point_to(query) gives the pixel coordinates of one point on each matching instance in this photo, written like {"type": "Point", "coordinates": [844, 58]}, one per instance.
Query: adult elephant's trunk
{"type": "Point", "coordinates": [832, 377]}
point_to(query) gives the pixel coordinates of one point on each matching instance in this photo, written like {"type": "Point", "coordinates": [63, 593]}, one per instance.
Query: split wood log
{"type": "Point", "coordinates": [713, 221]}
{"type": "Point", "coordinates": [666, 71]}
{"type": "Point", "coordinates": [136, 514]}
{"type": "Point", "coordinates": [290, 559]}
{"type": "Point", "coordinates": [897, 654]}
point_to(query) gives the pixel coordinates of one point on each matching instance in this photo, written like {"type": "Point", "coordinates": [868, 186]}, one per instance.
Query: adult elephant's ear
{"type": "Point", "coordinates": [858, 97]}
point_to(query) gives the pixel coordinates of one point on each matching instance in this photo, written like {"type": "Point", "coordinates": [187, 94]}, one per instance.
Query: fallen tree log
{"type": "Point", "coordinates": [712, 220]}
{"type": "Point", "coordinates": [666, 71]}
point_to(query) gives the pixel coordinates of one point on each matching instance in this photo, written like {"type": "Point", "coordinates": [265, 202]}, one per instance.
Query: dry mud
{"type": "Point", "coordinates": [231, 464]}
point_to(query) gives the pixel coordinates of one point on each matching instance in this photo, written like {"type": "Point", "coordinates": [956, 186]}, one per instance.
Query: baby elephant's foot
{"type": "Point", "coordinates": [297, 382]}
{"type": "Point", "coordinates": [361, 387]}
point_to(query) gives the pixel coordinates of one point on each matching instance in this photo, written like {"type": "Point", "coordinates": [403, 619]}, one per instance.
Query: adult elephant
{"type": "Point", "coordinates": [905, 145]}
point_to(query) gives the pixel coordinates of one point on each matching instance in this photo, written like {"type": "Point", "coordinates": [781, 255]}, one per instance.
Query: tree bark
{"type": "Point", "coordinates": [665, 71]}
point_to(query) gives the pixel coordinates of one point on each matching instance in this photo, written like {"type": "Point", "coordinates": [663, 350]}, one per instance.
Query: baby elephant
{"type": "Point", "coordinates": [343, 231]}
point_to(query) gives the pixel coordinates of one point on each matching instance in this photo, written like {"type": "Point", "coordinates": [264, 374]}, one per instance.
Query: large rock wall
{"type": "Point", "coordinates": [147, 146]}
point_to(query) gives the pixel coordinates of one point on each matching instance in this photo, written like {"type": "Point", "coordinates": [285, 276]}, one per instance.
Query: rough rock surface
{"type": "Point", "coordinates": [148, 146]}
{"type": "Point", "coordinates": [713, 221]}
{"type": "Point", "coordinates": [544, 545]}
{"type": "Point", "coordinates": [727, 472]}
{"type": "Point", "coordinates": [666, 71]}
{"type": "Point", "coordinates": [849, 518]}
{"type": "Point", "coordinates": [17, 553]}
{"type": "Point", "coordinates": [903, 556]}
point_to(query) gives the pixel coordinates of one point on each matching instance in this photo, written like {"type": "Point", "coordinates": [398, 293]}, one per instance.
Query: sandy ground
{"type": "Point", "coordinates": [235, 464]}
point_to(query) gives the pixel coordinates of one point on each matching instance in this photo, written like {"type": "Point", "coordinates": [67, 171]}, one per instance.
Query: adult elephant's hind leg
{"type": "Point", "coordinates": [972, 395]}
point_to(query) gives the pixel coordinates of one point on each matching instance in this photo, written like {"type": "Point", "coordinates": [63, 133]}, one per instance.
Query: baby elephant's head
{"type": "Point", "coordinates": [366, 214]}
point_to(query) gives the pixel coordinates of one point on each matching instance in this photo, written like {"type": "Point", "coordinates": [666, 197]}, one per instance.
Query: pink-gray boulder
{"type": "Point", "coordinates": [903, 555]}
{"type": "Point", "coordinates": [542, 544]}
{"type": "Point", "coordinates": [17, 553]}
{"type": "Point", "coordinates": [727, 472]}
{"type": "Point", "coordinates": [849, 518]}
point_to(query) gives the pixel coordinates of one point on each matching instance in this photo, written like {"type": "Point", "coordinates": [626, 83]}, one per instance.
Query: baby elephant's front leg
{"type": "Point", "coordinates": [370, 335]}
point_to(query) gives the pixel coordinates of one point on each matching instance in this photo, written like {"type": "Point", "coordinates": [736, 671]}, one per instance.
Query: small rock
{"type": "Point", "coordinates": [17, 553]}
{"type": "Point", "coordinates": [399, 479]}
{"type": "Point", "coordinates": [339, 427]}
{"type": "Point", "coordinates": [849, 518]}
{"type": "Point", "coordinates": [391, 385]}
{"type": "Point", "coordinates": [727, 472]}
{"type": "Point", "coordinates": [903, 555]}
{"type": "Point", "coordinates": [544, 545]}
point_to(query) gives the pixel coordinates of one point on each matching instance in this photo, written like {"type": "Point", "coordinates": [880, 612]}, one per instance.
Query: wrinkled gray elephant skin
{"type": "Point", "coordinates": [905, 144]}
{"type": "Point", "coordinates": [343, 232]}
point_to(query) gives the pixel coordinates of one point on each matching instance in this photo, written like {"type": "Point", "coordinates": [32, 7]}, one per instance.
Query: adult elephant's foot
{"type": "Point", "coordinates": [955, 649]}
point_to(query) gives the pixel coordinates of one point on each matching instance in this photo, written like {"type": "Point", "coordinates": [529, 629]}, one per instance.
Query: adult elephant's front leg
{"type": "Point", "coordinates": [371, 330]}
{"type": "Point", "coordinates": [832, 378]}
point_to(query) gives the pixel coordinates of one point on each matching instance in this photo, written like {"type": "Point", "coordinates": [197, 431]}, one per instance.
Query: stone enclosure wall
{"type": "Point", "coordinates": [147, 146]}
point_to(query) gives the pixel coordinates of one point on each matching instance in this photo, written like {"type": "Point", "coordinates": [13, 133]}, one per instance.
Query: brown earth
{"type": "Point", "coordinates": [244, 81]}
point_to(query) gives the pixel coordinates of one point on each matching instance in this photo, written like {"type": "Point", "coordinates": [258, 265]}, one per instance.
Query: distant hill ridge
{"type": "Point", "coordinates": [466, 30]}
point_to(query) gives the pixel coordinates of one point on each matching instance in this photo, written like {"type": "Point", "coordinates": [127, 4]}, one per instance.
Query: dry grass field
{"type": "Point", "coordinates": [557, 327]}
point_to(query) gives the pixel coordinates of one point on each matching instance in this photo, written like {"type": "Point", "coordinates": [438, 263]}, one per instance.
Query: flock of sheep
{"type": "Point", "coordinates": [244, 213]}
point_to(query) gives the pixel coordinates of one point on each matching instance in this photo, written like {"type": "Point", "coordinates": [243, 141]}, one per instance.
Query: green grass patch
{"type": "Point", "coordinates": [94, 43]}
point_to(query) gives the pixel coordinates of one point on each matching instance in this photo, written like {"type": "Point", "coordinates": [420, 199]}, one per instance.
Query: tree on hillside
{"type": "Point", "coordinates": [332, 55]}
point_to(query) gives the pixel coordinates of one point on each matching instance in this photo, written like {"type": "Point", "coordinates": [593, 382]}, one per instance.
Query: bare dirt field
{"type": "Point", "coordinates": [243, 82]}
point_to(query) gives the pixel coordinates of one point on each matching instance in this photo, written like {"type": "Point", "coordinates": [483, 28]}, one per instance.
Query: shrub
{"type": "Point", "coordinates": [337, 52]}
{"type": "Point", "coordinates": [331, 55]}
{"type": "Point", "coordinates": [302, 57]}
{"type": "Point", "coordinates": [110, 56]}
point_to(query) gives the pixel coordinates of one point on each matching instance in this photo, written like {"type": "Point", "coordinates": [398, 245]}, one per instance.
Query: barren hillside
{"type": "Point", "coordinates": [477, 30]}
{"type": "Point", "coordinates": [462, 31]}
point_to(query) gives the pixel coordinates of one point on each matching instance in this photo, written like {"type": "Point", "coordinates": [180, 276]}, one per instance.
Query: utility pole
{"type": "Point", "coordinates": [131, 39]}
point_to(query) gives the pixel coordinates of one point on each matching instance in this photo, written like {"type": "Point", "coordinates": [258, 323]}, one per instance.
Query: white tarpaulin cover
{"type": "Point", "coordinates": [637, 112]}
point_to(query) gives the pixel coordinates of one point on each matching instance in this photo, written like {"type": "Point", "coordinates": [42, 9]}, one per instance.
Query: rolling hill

....................

Which lines in the entries above contain the word "baby" with the same capitalization? Copy out each of those lines in full.

Completed task
Query: baby elephant's foot
Query: baby elephant
Query: baby elephant's head
Query: baby elephant's front leg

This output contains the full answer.